_Supplied text_
Nine days before the World Health Organization announced that it had identified the novel coronavirus, a Toronto-based startup called BlueDot, which uses artificial intelligence to track the spread of diseases, picked up a local news article about an unusual cluster of pneumonia cases in Wuhan, China.
Researchers at Boston Children’s Hospital who have been using similar technology to scrape disease-related chatter from social media and chat rooms since 2006 also flagged the news story. A third machine learning tool picked it up too: The WHO’s own Epidemic Intelligence from Open Sources project, which is now scraping information on the global spread of COVID-19 from up to 120,000 articles each day.
The promise of melding artificial intelligence with digital epidemiology, which is the study of how diseases spread using the collection and analysis of large amounts of online data, has long since been established. But most of the information currently available to health researchers falls under the category of open-source data, meaning it’s publicly available.
The largest sets of nonpublic data — things like search queries, website access logs, private social media posts and location data — belong to large technology companies such as Facebook and Google. According to a new report from Duke University’s Center on Science and Technology Policy, online platforms hold a gold mine of data that could help digital epidemiologists track the coronavirus more accurately.
Unfortunately, getting data from the internal servers of some of Silicon Valley’s biggest companies into the hands of government and academic researchers isn’t so simple. The primary obstacle is a set of concerns over the privacy of social media users whose data might be handed over by the companies. And the companies themselves must ensure they aren’t jeopardizing the trade secrets of their own technology.
“This data is a public good that should be shared,” Sarah Rispin Sedlak, one of the Duke researchers who on March 19 published the report on information sharing during an epidemic, told CQ Roll Call. “But something like that has to be done within a framework that ensures protections for both the companies and the individual users.”

Stored records

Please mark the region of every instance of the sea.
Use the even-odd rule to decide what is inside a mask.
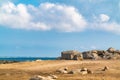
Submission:
[[[35,60],[56,60],[55,57],[0,57],[0,60],[5,61],[35,61]]]

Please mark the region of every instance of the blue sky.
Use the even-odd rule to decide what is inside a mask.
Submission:
[[[0,56],[120,49],[119,0],[0,0]]]

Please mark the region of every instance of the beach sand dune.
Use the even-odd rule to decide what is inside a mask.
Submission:
[[[110,70],[100,72],[108,66]],[[56,70],[67,67],[68,70],[86,67],[92,70],[93,74],[58,74]],[[0,80],[29,80],[34,75],[48,76],[54,74],[57,80],[119,80],[120,61],[119,60],[46,60],[19,62],[11,64],[0,64]]]

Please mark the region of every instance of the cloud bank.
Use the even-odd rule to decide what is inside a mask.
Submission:
[[[120,34],[120,24],[110,21],[107,14],[95,15],[91,22],[87,18],[75,7],[61,4],[41,3],[35,7],[7,2],[0,5],[0,25],[13,29],[62,32],[91,29]]]
[[[38,7],[11,2],[0,6],[0,25],[27,30],[82,31],[87,22],[72,6],[43,3]]]

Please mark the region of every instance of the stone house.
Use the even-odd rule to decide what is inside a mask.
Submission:
[[[65,60],[82,60],[82,54],[75,50],[61,52],[61,58]]]

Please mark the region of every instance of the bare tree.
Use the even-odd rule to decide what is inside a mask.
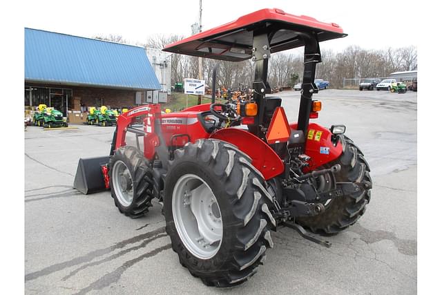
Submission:
[[[116,42],[116,43],[128,44],[128,41],[124,38],[123,38],[122,35],[113,35],[113,34],[109,34],[108,35],[99,35],[97,36],[93,36],[93,38],[97,39],[99,40],[110,41],[112,42]]]

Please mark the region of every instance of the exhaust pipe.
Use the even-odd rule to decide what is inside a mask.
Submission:
[[[212,71],[212,104],[215,104],[215,93],[216,91],[215,87],[216,87],[216,72],[218,70],[218,65],[219,64],[216,64]]]

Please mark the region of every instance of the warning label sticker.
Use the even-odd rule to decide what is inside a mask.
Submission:
[[[315,133],[315,131],[314,129],[309,130],[309,134],[307,136],[307,140],[313,140],[313,135]]]
[[[319,148],[319,152],[324,155],[329,155],[330,153],[330,148],[327,146],[320,146]]]
[[[320,140],[320,136],[323,135],[323,131],[316,132],[316,135],[315,135],[315,140],[318,142]]]

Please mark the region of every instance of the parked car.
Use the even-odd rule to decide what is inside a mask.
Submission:
[[[315,84],[316,84],[316,87],[318,87],[318,90],[321,90],[329,88],[329,83],[328,81],[324,81],[322,79],[316,79]]]
[[[408,90],[412,91],[417,91],[417,79],[413,79],[412,84],[408,86]]]
[[[359,90],[361,91],[364,89],[373,90],[380,82],[381,79],[364,79],[362,82],[359,83]]]
[[[301,90],[302,88],[302,84],[300,83],[298,83],[296,85],[293,86],[293,90],[294,91]]]
[[[392,88],[390,89],[390,92],[398,93],[405,93],[407,92],[407,84],[403,82],[397,82],[393,83],[392,84]]]
[[[396,79],[385,79],[378,83],[376,86],[376,90],[387,90],[390,91],[392,89],[392,86],[393,83],[396,83]]]

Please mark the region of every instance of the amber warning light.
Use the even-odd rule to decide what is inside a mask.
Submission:
[[[318,112],[323,108],[323,104],[319,100],[314,100],[311,102],[311,112],[310,113],[310,119],[316,119],[319,117]]]

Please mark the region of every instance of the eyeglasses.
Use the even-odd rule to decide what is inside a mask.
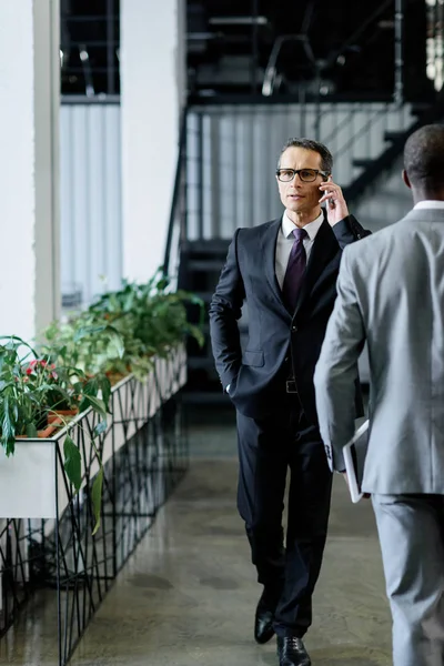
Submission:
[[[319,169],[278,169],[276,171],[278,180],[282,183],[290,183],[296,173],[303,183],[312,183],[319,174],[324,178],[329,175],[325,171],[320,171]]]

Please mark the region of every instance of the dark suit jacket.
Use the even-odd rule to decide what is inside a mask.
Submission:
[[[296,310],[290,313],[275,274],[281,223],[280,218],[234,233],[210,305],[211,342],[222,385],[230,384],[230,397],[242,414],[260,418],[270,413],[293,374],[302,407],[316,424],[314,367],[336,297],[342,250],[370,232],[353,215],[333,228],[324,220]],[[245,300],[249,342],[242,353],[238,320]]]

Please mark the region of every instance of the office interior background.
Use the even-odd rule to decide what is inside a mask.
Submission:
[[[411,208],[401,180],[405,140],[443,119],[442,0],[4,0],[0,26],[0,332],[26,341],[119,290],[122,280],[145,283],[158,269],[172,287],[199,296],[206,312],[235,229],[282,214],[274,171],[290,137],[330,148],[334,180],[365,228],[395,222]],[[200,323],[199,307],[188,313]],[[242,335],[246,321],[245,310]],[[110,445],[107,454],[114,485],[107,488],[102,534],[88,528],[93,465],[80,494],[67,491],[53,516],[3,515],[0,502],[0,663],[98,663],[97,655],[81,660],[78,639],[94,630],[87,626],[107,604],[111,583],[159,525],[154,518],[184,475],[190,447],[202,446],[202,454],[206,442],[222,467],[223,452],[234,455],[234,431],[226,448],[213,450],[228,435],[205,430],[216,422],[232,427],[233,414],[214,370],[206,316],[202,331],[203,345],[186,343],[186,380],[143,418],[134,405],[151,400],[150,386],[142,396],[127,387],[134,414],[114,418],[124,427],[119,451]],[[361,370],[365,384],[365,356]],[[138,485],[138,446],[149,486]],[[60,461],[52,462],[54,473]],[[6,476],[8,465],[2,460]],[[204,474],[201,502],[211,497],[211,472]],[[119,522],[124,502],[117,494],[129,486],[131,506]],[[170,518],[175,526],[179,518]],[[109,557],[112,571],[104,572]],[[223,563],[230,566],[229,558]],[[46,636],[42,652],[27,657],[33,622],[51,634],[47,613],[57,618],[53,644]],[[154,650],[150,663],[189,663],[162,649],[164,660]],[[204,663],[198,653],[193,663]],[[385,653],[366,662],[353,654],[341,663],[389,663]],[[323,658],[320,664],[336,663]],[[118,663],[145,662],[122,655]]]

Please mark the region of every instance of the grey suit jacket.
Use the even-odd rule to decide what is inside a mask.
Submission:
[[[354,430],[354,384],[370,357],[363,490],[444,494],[444,210],[416,210],[343,253],[315,371],[332,468]]]

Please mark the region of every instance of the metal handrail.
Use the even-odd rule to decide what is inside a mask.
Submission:
[[[185,154],[186,154],[186,108],[182,111],[180,132],[179,132],[178,164],[175,168],[173,196],[172,196],[172,201],[171,201],[170,221],[169,221],[169,225],[168,225],[165,253],[164,253],[164,259],[163,259],[163,274],[164,275],[169,275],[172,241],[173,241],[173,235],[174,235],[174,228],[176,225],[178,205],[180,202],[181,186],[183,184],[182,179],[185,175],[184,174]],[[184,234],[184,231],[185,231],[182,228],[183,220],[180,220],[180,224],[181,224],[181,229],[180,229],[179,240],[181,240],[181,236]]]

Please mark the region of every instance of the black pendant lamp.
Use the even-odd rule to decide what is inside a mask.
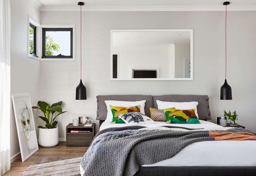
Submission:
[[[226,18],[225,27],[225,50],[226,51],[226,64],[225,74],[225,82],[224,84],[220,88],[220,100],[232,100],[232,90],[231,87],[227,82],[227,6],[230,3],[229,2],[225,2],[223,5],[226,6]]]
[[[82,82],[82,5],[84,3],[81,2],[78,3],[78,5],[80,6],[80,83],[76,87],[76,100],[86,100],[86,88]]]

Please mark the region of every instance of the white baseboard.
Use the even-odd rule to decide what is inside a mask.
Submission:
[[[66,142],[66,138],[59,138],[59,141],[60,142]]]
[[[11,158],[11,162],[12,163],[15,160],[16,160],[19,157],[21,156],[20,152],[19,152],[17,154]]]

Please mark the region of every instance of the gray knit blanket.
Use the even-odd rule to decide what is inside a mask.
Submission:
[[[241,128],[209,132],[149,130],[144,130],[143,128],[138,126],[110,128],[98,133],[82,158],[81,175],[132,176],[140,166],[171,158],[190,144],[215,140],[216,137],[210,136],[212,135],[211,134],[223,133],[225,137],[229,137],[224,132],[237,133],[238,135],[242,132],[252,136],[256,134]],[[256,139],[256,136],[255,139],[250,136],[247,139]],[[233,136],[232,137],[234,139]]]

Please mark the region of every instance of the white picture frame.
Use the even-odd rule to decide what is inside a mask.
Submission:
[[[22,162],[38,150],[30,96],[12,96]]]

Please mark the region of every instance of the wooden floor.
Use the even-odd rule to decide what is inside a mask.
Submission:
[[[83,157],[87,151],[88,147],[67,147],[66,142],[59,142],[59,144],[52,147],[39,146],[39,150],[24,162],[20,157],[12,163],[11,170],[4,176],[20,175],[26,169],[40,157]]]

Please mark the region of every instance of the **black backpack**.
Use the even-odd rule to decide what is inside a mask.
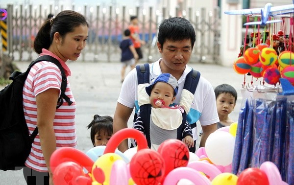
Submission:
[[[25,122],[23,105],[23,89],[29,70],[35,64],[49,61],[60,69],[62,77],[61,95],[58,99],[59,107],[64,98],[71,105],[73,102],[65,94],[67,78],[59,62],[49,55],[44,55],[32,62],[24,73],[15,71],[9,77],[12,82],[0,91],[0,170],[18,170],[24,166],[32,143],[38,134],[38,128],[29,136]]]

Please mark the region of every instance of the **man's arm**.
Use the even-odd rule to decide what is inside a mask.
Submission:
[[[118,102],[113,116],[114,134],[121,129],[127,128],[127,121],[132,112],[133,109]],[[118,148],[122,152],[124,152],[127,150],[128,149],[127,139],[122,141]]]
[[[206,142],[208,136],[210,134],[217,130],[218,127],[216,123],[209,125],[201,125],[201,127],[203,133],[201,137],[199,147],[204,147],[205,146],[205,142]]]

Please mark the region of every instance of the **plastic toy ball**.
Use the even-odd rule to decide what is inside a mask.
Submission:
[[[294,85],[294,66],[285,68],[282,71],[281,76],[283,78],[288,79],[292,85]]]
[[[262,77],[265,77],[265,72],[266,71],[266,69],[270,68],[275,68],[277,69],[278,69],[278,67],[275,64],[273,64],[271,66],[265,66],[263,65],[261,65],[261,67],[260,68],[260,74]]]
[[[269,68],[266,69],[264,77],[266,82],[269,84],[274,85],[280,80],[281,74],[277,68]]]
[[[255,78],[260,78],[261,77],[260,70],[262,66],[262,64],[260,62],[258,62],[256,64],[251,65],[250,69],[250,73],[252,76]]]
[[[274,63],[278,58],[275,50],[273,48],[264,48],[259,54],[259,61],[266,66],[270,66]]]
[[[256,46],[256,48],[257,48],[260,51],[262,50],[262,49],[264,48],[269,47],[269,46],[265,43],[260,44]]]
[[[234,70],[238,74],[244,74],[250,71],[251,66],[245,61],[244,57],[237,58],[233,65]]]
[[[285,68],[294,64],[294,53],[290,51],[284,51],[280,53],[278,58],[279,65]]]
[[[248,64],[256,64],[258,62],[260,50],[256,47],[249,47],[244,53],[245,61]]]

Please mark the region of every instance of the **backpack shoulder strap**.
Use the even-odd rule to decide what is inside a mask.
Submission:
[[[199,82],[201,74],[200,72],[192,69],[192,70],[186,76],[184,89],[190,91],[194,94]]]
[[[69,105],[72,105],[73,102],[71,101],[71,99],[65,94],[65,91],[66,90],[66,86],[67,84],[67,79],[66,78],[66,75],[65,75],[65,72],[64,71],[64,69],[61,66],[61,64],[58,61],[57,59],[56,58],[51,57],[49,55],[43,55],[39,57],[38,57],[36,60],[33,61],[31,63],[29,66],[28,67],[28,69],[25,71],[25,72],[28,73],[31,67],[35,65],[35,64],[41,62],[41,61],[48,61],[56,65],[59,69],[60,69],[60,72],[61,72],[61,77],[62,77],[62,81],[61,81],[61,87],[60,89],[61,90],[61,93],[60,95],[60,97],[58,98],[58,102],[59,105],[57,107],[57,108],[58,108],[59,107],[62,105],[62,103],[63,103],[63,100],[62,100],[62,97],[65,99],[67,102],[68,102]]]
[[[150,70],[149,64],[146,63],[136,66],[138,84],[148,84]]]

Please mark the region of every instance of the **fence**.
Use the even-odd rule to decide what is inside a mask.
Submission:
[[[32,46],[39,28],[48,15],[53,12],[52,6],[44,8],[42,5],[33,9],[32,5],[20,5],[13,7],[8,5],[7,19],[8,44],[8,52],[14,60],[31,61],[37,56]],[[54,7],[56,8],[56,7]],[[114,9],[112,6],[102,8],[87,5],[83,11],[75,10],[73,5],[72,9],[84,15],[90,25],[89,38],[87,46],[83,51],[83,61],[119,61],[121,51],[119,43],[121,41],[123,31],[129,23],[131,14],[125,6]],[[59,9],[63,10],[61,6]],[[161,21],[170,16],[165,8],[162,11],[150,7],[148,10],[141,10],[136,7],[140,26],[140,37],[146,42],[142,46],[144,59],[152,61],[160,56],[157,48],[157,31]],[[176,8],[177,16],[189,20],[195,28],[196,42],[190,61],[192,62],[218,63],[220,46],[219,10],[206,12],[205,8],[196,11],[190,8],[186,12]]]

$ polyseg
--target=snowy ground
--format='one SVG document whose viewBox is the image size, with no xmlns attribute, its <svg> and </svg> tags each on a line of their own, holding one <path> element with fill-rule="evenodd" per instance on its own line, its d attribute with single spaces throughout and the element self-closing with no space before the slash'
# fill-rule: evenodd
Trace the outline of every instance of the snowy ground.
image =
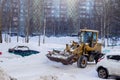
<svg viewBox="0 0 120 80">
<path fill-rule="evenodd" d="M 21 38 L 19 43 L 17 43 L 16 38 L 12 38 L 12 43 L 4 42 L 0 44 L 0 51 L 3 53 L 0 56 L 0 67 L 10 76 L 18 80 L 102 80 L 97 76 L 94 63 L 89 63 L 85 69 L 81 69 L 77 68 L 76 63 L 63 65 L 52 62 L 45 56 L 49 50 L 56 48 L 63 50 L 66 43 L 72 40 L 77 41 L 77 38 L 50 37 L 46 38 L 46 43 L 41 43 L 41 46 L 38 46 L 37 37 L 31 38 L 28 44 L 25 44 L 23 40 Z M 8 49 L 16 45 L 27 45 L 30 49 L 40 51 L 40 53 L 27 57 L 8 53 Z M 104 48 L 103 50 L 104 52 L 109 52 L 109 50 L 115 51 L 116 49 L 119 50 L 119 48 Z"/>
</svg>

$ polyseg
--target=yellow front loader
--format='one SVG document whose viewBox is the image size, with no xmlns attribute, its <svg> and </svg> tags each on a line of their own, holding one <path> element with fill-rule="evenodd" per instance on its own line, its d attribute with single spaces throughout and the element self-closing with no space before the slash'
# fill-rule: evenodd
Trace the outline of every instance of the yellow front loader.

_Work item 1_
According to the article on AI disease tracking, how many articles per day is the WHO's Epidemic Intelligence from Open Sources project scraping for information on COVID-19?
_Work item 2_
Write the next part of the article on AI disease tracking, starting right after its final quoted sentence.

_Answer 1_
Up to 120,000 articles each day.

_Answer 2_
“You need a legal and ethical framework that allows the company to share data in a way that is sufficiently protective of individual privacy and that the digital epidemiologists agree not to use that data for other purposes or send it elsewhere,” Rispin Sedlak said.
In 2008, Google unveiled a tool called Google Flu Trends that aggregated specific search queries related to flu-like symptoms to estimate how many people throughout the United States were infected at a given time, promising “an early-warning system for outbreaks of influenza.” But the tool never fulfilled its own promise — its estimates for the 2013 flu season were off by 140 percent, according to WIRED — and it was the subject of complaints by privacy advocates.
Since then, data privacy has become a hot-button political issue. On Capitol Hill, members of both parties are working on comprehensive data privacy legislation, which could include provisions allowing better information sharing with the aim of improving public health. But those efforts have stalled because of the coronavirus emergency and the vagaries of an election year.
“I don’t think what we want to do is wade into the waters of broad privacy legislation,” Rispin Sedlak said.
However, as the coronavirus spreads and deaths from COVID-19 continue to increase, lawmakers could be spurred to action on a more narrowly focused measure related to public health.
Last week, Facebook said it would begin sharing aggregated, anonymized location data and high-resolution population density maps with researchers at Harvard University’s School of Public Health, the National Tsing Hua University in Taiwan, the Gates Foundation and others trying to understand how the coronavirus is spreading around the world.
A Google spokesperson told CQ Roll Call that Google has not shared any location data but that the company is “exploring ways that aggregated anonymized location information could help in the fight against COVID-19.”
“One example could be helping health authorities determine the impact of social distancing, similar to the way we show popular restaurant times and traffic patterns in Google Maps,” the spokesperson said. “This work would follow our stringent privacy protocols and would not involve sharing data about any individual’s location, movement, or contacts.”
But Rispin Sedlak says that search data, the likes of which powered Google Flu Trends, remains the most promising data for tracking diseases like COVID-19. But without establishing rules for how companies should anonymize it and researchers should keep it secure, it may not be shared anytime soon.
“Some sort of framework enabled by laws about how this exact type of data would be used for this exact type of purpose would be very helpful,” Rispin Sedlak said. “It would give the tech companies the rules of the road and some comfort that if they shared the data while following the rules, they would be safe from criticism over privacy concerns.”